§ EXERCISE OBJECTIVE
Rewrite the data below with every "Annotate" changed to "Mark" and nothing else altered.

§ MATERIALS PROVIDED
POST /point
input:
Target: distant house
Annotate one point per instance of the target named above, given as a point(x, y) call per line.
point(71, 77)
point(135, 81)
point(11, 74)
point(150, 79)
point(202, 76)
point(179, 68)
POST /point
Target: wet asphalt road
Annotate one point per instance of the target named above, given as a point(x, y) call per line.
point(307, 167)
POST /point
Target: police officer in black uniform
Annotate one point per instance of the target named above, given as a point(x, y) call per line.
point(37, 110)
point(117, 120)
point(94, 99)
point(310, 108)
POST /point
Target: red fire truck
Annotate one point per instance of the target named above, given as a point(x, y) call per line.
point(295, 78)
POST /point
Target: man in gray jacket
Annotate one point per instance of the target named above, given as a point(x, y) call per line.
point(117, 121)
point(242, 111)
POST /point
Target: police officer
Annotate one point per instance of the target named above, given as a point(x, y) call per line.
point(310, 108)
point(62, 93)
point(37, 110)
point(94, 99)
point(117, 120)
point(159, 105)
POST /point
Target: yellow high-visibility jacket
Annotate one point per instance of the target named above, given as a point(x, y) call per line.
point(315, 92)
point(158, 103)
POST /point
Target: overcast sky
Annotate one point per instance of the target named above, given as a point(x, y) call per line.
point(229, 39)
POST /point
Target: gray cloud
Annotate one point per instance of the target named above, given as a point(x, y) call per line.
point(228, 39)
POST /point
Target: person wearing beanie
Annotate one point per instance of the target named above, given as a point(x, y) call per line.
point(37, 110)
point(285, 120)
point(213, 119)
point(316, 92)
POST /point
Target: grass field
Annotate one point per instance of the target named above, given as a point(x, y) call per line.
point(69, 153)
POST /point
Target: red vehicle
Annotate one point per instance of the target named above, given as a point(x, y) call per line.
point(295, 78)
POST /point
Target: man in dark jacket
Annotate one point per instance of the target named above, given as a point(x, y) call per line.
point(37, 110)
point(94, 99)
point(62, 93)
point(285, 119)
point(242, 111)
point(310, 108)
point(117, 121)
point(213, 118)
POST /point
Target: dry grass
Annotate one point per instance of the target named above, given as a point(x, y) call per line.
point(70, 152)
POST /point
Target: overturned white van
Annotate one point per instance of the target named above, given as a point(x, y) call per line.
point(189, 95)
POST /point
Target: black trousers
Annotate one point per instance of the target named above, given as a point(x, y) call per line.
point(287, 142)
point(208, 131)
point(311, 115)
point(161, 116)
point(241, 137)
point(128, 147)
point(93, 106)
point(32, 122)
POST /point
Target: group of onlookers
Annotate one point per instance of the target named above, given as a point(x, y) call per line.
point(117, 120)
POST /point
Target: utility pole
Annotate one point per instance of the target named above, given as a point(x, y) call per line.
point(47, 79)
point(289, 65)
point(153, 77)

§ RESULT OF THIS TASK
POST /point
input:
Target: distant house
Mark one point per instance of the target named above, given as a point(x, y) call per line.
point(71, 77)
point(135, 81)
point(11, 74)
point(150, 79)
point(202, 76)
point(179, 68)
POST /point
Target: wet asphalt road
Mark one point per instance of the target named above, given as a point(x, y) call per line.
point(307, 167)
POST /point
Target: police officer in black uniform
Mark one point per instance of the target named above, given as a point(x, y) call per line.
point(37, 110)
point(117, 120)
point(94, 99)
point(310, 108)
POST /point
Target: red fire truck
Mark one point per instance of the target named above, given as a point(x, y) call per line.
point(295, 78)
POST /point
Target: man in gray jacket
Mark one point per instance of the target named above, given as a point(x, y) call per line.
point(117, 121)
point(242, 111)
POST /point
Target: police officer
Mark one point per instance of the target named above, given as a point(x, y) call per line.
point(310, 108)
point(62, 93)
point(37, 110)
point(94, 99)
point(117, 120)
point(159, 105)
POST /point
Target: yellow high-visibility jacket
Mark one point per instance of the target named above, given as a point(x, y) call per line.
point(315, 92)
point(158, 103)
POST /point
Target: overcast sky
Mark one point per instance of the target named above, given as a point(x, y) call per line.
point(229, 39)
POST /point
Target: gray cloud
Mark one point per instance of the target named above, given as a point(x, y) call per line.
point(228, 39)
POST /point
Target: person wearing beanie
Mark one point per instance of the target named above, given as a point(x, y) call per line.
point(37, 110)
point(285, 120)
point(213, 119)
point(316, 92)
POST /point
Target: grass field
Mark one point per instance of the target named above, given as a point(x, y) call per line.
point(69, 153)
POST /point
Target: red vehicle
Mark one point per instance of the target named above, given as a point(x, y) call per line.
point(295, 78)
POST /point
Target: man in dark jacket
Mark one point per instance of the target named above, given as a point(x, y) call per line.
point(37, 110)
point(94, 99)
point(62, 93)
point(285, 119)
point(242, 111)
point(310, 108)
point(117, 121)
point(213, 118)
POST /point
Target: dry grass
Mark one point per instance of the target named above, given as a point(x, y) call per line.
point(70, 152)
POST /point
Target: overturned white van
Mark one point per instance of the target named above, given as a point(x, y) call per line.
point(189, 95)
POST /point
Target: black trousers
Mark one point per instance of the target named above, given as a point(x, y) call per line.
point(287, 142)
point(208, 131)
point(311, 115)
point(161, 116)
point(241, 137)
point(128, 147)
point(93, 106)
point(32, 122)
POST /point
Target: group of onlookers
Mark one point per instance of the target named above, given as a point(x, y) call per line.
point(117, 120)
POST /point
Target: utility pole
Mark one point per instance of the target named above, given as a point(x, y) call per line.
point(47, 79)
point(289, 65)
point(153, 77)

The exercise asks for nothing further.